■ **Metin bölümü**
*****

12 Eylül itirafları: İşkencede ölenlere intihar süsü verdik, doktorlar da
işbirliği yaptı!

İşkence itirafları gözaltına alınan polisin ifadesinde ortaya çıktı
12 Eylül'den sonra Kahramanmaraş'ta Ali Ekber Yürek, Mehmet Ceren, Fehim
Özarslan ve Cennet Değirmenci'nin işkence görmesiyle ilgili 2010 yılında
başlatılan ve geçen yıl takipsizlik verilen soruşturma dosyasından işkence
itirafında bulunduktan sonra gözaltına alınan polis Sedat Caner'in ifadesi
çıktı.
Kahramanmaraş’ta 12 Eylül’den sonra üç gencin işkencede öldürülmesine ilişkin
takipsizlik verilen soruşturmadan, “itirafçı polis” Sedat Caner’in 1986 yılında
savcılığa verdiği ifade tutanağı çıktı. Kendisi Cennet Değirmenci’nin işkencede
öldürülmesine karıştığı için ceza alan Caner, ifadesinde; Kahramanmaraş’ta
Mehmet Ceren, Şükrü Bağ ve adını bilmediği bir kişinin, Gaziantep’te
Değirmenci’nin öldüğü işkenceyi anlattı. Ayrıca Ankara’da bir milli boksöre
elektrik verildiğini, İskenderun’da öz kayın biraderinin fosoptik çukuru
işkencesinin uygulandığını itiraf etti. Caner, polislerin soruşturma
komisyonunun önünde şüphelilere işkence yaptığını; Filistin askısı, kasap askısı,
ameliyat masası, çarmıha germek, sandalye falakası, kaplumbağa hücresi adı
verilen işkence türlerini anlattı. Caner ayrıca doktorların da kendileriyle
işbirliği yaptığını belirtti.
12 Eylül’den sonra Kahramanmaraş’ta Ali Ekber Yürek, Mehmet Ceren, Fehim
Özarslan ve Cennet Değirmenci’nin işkencede öldürülmesine ve birçok yurttaşın
işkence görmesine ilişkin 2010 yılında soruşturma başlatılmıştı. Afşin’de
başlayıp Kahramanmaraş Cumhuriyet Başsavcılığı’nda devam edilen soruşturmada
geçen yıl takipsizlik kararı verilmişti. Radikal’den İsmail Saymaz’ın haberine
göre, Yürek ve Ceren aileleri, avukat Hüseyin Aygün aracılığıyla Anayasa
Mahkemesi’ne başvuru için harekete geçince soruşturma dosyasının bir örneği
kendilerine ulaşmıştı.
Dosyanın açılmasıyla, dönemin ‘Nokta’ dergisine işkence itirafında
bulunduktan sonra gözaltına alınan polis Sedat Caner’in 2 Şubat 1986’da Ankara
Cumhuriyet Başsavcılığı’nda alınan ifadesi 30 yıl sonra gün ışığına çıktı.

*****

(Bir işaretleme veri kümesinden satırlar)
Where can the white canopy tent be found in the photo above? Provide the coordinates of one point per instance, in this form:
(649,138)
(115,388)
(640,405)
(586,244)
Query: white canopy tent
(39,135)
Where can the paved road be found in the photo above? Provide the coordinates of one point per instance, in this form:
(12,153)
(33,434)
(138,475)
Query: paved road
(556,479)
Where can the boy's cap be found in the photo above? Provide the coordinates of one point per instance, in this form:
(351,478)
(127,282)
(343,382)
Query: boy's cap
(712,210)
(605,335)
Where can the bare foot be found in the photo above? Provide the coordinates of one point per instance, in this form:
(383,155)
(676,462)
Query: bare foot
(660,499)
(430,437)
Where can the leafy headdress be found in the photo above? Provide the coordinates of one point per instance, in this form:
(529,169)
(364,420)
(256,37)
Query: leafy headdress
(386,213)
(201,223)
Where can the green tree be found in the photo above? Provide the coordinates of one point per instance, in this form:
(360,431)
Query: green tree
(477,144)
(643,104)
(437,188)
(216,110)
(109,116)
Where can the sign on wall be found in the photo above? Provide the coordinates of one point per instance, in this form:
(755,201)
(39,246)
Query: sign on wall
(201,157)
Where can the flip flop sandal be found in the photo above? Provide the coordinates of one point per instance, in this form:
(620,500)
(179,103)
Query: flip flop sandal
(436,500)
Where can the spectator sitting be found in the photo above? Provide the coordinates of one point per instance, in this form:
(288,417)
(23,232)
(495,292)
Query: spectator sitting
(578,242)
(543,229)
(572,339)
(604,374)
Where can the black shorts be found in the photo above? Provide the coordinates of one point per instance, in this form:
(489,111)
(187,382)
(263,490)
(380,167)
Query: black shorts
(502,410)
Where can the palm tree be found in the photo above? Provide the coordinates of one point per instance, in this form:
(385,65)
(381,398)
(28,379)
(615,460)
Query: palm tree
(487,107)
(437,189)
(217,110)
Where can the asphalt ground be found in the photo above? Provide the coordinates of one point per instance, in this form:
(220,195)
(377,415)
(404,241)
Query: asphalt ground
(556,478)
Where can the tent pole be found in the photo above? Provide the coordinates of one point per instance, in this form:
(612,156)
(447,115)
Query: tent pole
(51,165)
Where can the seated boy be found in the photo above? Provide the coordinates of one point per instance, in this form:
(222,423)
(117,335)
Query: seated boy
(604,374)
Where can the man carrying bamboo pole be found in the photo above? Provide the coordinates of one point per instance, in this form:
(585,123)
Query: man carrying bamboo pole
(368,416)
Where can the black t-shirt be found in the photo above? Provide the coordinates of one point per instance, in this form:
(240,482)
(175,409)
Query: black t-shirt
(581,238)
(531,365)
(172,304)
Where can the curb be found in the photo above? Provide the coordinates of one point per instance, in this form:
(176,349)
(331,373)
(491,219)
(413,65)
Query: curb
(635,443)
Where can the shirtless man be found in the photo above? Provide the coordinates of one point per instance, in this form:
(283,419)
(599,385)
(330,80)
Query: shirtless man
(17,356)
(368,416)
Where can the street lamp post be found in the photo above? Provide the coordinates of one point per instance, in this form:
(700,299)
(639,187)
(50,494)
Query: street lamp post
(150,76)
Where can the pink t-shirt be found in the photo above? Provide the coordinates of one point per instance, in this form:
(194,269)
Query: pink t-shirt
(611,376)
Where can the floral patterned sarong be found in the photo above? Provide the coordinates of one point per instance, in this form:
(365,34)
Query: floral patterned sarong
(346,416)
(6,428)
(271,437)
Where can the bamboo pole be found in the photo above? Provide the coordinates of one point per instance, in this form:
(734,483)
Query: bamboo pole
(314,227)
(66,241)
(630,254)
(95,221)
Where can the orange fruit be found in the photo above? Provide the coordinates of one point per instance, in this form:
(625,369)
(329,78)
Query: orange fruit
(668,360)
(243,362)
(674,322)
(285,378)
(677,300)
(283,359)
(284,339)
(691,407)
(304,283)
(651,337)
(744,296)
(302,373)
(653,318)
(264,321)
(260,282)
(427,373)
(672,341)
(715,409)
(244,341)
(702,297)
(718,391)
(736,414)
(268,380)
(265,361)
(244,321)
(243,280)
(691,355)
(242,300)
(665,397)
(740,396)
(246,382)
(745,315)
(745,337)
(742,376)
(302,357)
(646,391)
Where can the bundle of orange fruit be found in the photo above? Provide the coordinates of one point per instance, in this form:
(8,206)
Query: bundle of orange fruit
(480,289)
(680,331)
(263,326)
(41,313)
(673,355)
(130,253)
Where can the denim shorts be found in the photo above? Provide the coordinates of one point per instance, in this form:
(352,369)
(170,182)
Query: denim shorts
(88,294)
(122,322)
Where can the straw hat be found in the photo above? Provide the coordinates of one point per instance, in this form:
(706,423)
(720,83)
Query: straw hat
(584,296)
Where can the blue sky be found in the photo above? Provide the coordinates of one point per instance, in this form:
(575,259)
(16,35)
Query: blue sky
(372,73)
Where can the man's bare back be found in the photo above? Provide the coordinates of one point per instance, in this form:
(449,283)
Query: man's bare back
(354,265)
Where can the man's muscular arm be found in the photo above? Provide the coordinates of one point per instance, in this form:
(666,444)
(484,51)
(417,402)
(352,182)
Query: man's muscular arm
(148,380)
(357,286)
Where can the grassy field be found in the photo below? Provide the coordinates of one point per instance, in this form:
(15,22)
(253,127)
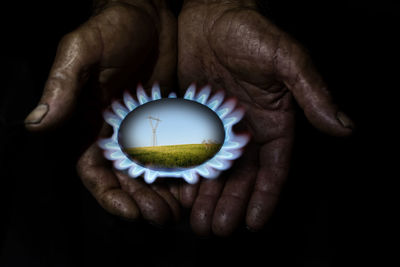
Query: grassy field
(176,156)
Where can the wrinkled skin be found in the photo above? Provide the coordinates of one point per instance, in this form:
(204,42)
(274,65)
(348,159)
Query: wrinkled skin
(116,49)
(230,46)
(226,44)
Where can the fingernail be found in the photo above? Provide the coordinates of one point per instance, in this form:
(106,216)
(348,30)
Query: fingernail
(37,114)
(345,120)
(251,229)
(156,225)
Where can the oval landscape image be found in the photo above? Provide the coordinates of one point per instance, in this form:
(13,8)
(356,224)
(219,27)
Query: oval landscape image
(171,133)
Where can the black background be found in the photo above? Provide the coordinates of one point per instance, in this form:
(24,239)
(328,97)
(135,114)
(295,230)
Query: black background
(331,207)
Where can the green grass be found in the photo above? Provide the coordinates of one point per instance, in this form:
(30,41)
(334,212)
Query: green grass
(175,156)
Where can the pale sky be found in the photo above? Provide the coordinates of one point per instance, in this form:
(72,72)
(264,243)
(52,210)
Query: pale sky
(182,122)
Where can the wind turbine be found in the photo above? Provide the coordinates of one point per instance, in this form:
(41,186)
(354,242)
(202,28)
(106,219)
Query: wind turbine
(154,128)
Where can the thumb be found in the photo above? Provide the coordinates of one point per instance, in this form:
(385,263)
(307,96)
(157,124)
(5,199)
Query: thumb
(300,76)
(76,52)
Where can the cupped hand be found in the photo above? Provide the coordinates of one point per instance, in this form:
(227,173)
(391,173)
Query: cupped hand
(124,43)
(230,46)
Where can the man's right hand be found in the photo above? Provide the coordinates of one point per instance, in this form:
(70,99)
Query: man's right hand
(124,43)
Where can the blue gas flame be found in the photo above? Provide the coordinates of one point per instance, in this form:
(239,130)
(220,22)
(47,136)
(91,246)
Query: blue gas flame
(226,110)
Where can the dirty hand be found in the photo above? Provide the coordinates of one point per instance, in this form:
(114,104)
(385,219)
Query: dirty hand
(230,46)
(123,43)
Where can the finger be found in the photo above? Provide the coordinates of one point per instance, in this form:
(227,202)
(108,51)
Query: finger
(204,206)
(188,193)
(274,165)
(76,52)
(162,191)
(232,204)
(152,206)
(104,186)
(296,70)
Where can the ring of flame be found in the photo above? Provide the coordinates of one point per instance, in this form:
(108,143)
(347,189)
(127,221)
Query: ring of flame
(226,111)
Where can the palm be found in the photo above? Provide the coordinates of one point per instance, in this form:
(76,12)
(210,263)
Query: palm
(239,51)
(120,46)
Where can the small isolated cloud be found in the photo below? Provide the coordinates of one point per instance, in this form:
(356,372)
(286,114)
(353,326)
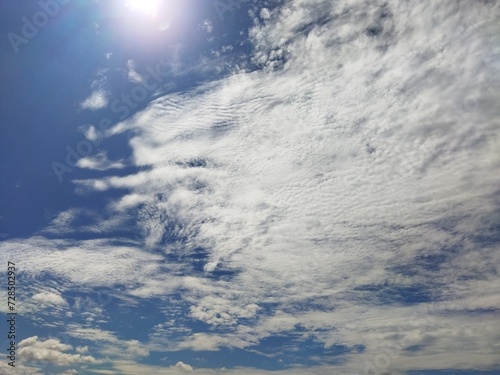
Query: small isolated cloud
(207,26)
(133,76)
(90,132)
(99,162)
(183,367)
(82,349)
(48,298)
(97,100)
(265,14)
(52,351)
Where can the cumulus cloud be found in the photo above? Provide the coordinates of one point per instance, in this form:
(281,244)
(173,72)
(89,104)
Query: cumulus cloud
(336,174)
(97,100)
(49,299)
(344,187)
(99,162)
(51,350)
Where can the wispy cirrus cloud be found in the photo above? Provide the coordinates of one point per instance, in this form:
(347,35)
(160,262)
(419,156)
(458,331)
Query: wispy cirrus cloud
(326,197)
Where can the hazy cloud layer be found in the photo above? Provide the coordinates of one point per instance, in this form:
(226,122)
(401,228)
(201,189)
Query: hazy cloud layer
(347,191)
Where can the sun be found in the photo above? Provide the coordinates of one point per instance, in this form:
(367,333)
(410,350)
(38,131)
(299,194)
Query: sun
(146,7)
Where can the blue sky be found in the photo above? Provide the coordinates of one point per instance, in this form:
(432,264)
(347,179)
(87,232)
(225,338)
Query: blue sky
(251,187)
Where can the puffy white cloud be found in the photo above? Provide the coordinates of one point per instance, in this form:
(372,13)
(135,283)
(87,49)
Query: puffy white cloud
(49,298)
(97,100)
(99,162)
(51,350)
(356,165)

*****

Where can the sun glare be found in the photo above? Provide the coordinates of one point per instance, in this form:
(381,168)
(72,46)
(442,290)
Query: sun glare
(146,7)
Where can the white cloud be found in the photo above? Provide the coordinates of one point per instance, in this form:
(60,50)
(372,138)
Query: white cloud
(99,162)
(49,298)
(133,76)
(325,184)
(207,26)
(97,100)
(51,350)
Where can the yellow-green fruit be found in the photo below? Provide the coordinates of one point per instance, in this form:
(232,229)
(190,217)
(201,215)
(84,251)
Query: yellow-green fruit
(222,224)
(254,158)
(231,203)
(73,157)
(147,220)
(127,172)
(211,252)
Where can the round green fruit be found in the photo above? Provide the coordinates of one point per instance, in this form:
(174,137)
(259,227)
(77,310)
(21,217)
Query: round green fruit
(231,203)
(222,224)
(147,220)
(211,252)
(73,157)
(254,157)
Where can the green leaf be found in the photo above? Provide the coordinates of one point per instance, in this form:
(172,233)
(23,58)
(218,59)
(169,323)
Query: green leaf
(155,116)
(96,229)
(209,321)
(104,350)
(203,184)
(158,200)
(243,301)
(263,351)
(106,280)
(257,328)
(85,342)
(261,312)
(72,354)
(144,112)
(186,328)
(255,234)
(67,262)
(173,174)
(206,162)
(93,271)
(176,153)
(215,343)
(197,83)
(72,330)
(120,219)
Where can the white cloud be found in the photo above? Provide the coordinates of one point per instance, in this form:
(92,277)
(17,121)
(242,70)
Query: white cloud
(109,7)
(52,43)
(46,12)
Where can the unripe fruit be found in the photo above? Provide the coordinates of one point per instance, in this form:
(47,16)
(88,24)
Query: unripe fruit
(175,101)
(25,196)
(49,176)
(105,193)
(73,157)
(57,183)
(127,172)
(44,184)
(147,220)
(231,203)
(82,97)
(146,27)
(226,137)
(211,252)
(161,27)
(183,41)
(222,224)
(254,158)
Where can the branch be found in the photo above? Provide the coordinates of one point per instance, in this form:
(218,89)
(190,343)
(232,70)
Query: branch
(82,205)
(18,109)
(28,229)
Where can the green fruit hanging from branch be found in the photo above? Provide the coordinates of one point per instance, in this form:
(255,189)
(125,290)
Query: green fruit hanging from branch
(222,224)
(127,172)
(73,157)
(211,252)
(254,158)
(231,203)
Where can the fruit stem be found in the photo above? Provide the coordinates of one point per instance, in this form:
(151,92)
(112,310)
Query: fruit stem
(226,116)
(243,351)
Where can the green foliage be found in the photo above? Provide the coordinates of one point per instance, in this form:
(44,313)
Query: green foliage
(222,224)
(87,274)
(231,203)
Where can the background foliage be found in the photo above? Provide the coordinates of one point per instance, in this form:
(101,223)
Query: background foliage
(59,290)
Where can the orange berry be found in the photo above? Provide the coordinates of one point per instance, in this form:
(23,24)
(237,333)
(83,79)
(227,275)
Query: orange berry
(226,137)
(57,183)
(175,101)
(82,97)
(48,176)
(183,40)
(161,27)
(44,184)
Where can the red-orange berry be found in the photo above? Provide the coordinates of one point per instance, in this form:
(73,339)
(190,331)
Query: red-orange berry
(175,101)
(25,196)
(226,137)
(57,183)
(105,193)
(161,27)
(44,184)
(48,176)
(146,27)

*****

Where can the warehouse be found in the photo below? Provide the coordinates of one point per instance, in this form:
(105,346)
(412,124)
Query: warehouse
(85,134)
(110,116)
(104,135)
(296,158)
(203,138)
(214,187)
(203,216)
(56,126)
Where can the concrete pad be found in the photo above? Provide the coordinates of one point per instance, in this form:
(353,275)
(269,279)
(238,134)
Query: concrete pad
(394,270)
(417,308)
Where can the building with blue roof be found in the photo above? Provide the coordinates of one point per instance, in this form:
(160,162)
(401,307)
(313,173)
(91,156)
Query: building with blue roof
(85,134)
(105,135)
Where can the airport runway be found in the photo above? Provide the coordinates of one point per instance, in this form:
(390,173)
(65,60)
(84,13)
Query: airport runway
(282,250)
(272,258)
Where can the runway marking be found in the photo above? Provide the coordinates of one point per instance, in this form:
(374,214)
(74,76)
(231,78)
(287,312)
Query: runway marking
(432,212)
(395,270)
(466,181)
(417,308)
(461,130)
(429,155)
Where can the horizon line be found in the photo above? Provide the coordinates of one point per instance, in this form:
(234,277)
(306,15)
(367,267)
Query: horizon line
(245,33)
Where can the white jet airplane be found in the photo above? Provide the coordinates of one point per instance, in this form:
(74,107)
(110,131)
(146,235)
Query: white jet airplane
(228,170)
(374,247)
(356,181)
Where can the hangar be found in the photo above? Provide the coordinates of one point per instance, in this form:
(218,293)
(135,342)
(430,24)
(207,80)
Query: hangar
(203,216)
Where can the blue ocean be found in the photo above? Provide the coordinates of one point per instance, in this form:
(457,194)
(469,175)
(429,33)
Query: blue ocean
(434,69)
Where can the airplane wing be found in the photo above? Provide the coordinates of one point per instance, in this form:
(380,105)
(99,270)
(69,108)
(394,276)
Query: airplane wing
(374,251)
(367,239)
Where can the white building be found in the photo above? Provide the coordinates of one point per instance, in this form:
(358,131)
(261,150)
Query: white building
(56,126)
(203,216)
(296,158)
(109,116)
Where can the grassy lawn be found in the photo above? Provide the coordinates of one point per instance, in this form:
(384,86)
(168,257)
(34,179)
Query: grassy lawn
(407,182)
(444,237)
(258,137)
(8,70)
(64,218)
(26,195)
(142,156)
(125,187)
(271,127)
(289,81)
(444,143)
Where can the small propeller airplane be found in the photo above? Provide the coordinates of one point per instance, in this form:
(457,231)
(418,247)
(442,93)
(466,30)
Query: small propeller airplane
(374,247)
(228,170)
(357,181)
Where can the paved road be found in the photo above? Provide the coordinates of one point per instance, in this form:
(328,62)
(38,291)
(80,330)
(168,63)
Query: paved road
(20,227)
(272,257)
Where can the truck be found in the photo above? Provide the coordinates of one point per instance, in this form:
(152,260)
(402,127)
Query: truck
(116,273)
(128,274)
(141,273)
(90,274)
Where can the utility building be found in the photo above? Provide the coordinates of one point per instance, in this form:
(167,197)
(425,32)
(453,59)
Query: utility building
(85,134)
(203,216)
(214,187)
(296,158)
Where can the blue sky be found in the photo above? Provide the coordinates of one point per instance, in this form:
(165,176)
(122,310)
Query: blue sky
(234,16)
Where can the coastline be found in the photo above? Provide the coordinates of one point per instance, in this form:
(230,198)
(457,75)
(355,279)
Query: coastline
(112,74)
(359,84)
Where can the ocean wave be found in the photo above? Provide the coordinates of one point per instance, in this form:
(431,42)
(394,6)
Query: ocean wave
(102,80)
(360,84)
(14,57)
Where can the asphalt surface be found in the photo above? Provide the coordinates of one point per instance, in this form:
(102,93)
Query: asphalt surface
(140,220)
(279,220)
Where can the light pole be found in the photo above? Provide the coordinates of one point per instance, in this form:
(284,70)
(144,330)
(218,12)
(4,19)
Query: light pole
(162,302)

*****

■ **Verilen görev 1**
Lütfen 12 Eylül işkence itiraflarıyla ilgili metinden "12 Eylül’den sonra Kahramanmaraş’ta" ile başlayıp "gün ışığına çıktı." ifadesine kadar süren kısmı aynen tekrar yazın.
■ **Verilen görev 2**
12 Eylül işkence itiraflarını anlatan haberi, son cümlesinin ardından gelecek bölümü yazarak sürdürün.

■ **Doğru cevap 1**
12 Eylül’den sonra Kahramanmaraş’ta Ali Ekber Yürek, Mehmet Ceren, Fehim
Özarslan ve Cennet Değirmenci’nin işkencede öldürülmesine ve birçok yurttaşın
işkence görmesine ilişkin 2010 yılında soruşturma başlatılmıştı. Afşin’de
başlayıp Kahramanmaraş Cumhuriyet Başsavcılığı’nda devam edilen soruşturmada
geçen yıl takipsizlik kararı verilmişti. Radikal’den İsmail Saymaz’ın haberine
göre, Yürek ve Ceren aileleri, avukat Hüseyin Aygün aracılığıyla Anayasa
Mahkemesi’ne başvuru için harekete geçince soruşturma dosyasının bir örneği
kendilerine ulaşmıştı.
Dosyanın açılmasıyla, dönemin ‘Nokta’ dergisine işkence itirafında
bulunduktan sonra gözaltına alınan polis Sedat Caner’in 2 Şubat 1986’da Ankara
Cumhuriyet Başsavcılığı’nda alınan ifadesi 30 yıl sonra gün ışığına çıktı.

■ **Doğru cevap 2**
Caner, Savcı M. Hayri Tayhan’a verdiği ifadede, Kahmaramaraş Sıkıyönetim Komutan
Yardımcılığı’na bağlı görev yaptığı 1980-1983 yılları arasında Kahramanmaraş’ta
Mehmet Ceren, Şükrü Bağ ve adını bilmediğini bir kişi ile Gaziantep’te Cennet
Değirmenci’nin işkencede öldürülmesine ilişkin bilgi verdi. Ayrıca
Kahramanmaraş’ta sol örgütlerle bağlantılı diye bir kısım polislerin,
İskenderun’da kendi kayın biraderinin, Ankara’da ise soyguna adı karıştığı için
bir bir boksörün işkenceden geçirildiğini belirtti. Caner, hem işkenceli sorguyu,
hem de işkence türlerini de anlattı.
İşte, Caner’in itirafları...
Ceren, ‘kasap askısı’ndan düşüp öldü: Şahit olduğum birinci olay, Kahramanmaraş
Eğitim Enstitüsü Spor Salonu’nda TKP-ML örgütü üyesi olarak kendiliğinden teslim
olan Mehmet Ceren olayı. Ceren’in sorgusunu İstihbarat Şube Müdür Vekili
Komiser Osman Çeçen, polis Şerif, Uzman Çavuş Gavur Ali yaptı. Sinema salonunun
kamera odası işkenceye tahsis edilmişti. ‘Filistin Askısı’ ve ‘Kasap Askısı’
dediğimiz işkence usulleri uygulanıyordu. Ceren’i kasap askısına almışlardı.
Aynı zamanda erkeklik organına cereyan veriliyordu. Ceren, kasap askısından
indirilirken ayakları bağdan kurtuldu ve alt tarafta duran lastiğin kenarına
boynu isabet edince boynu kırıldı. Ertesi gün Ceren’in kendisini gömleğiyle
asmış gibi söylendi. Tuğgeneral Yusuf Haznedaroğlu. Binbaşı Nevzat Bekaroğlu,
Siyasi Şube Müdürü Nevcet Kondolot, Başkomiser Hüseyin Gülersönmez ve polis
Bilge Akdoğan bilgi sahibidir. Bunun üzerine ceset, askerler tarafından
mezarlığa elbiseleriyle gömülmüştür.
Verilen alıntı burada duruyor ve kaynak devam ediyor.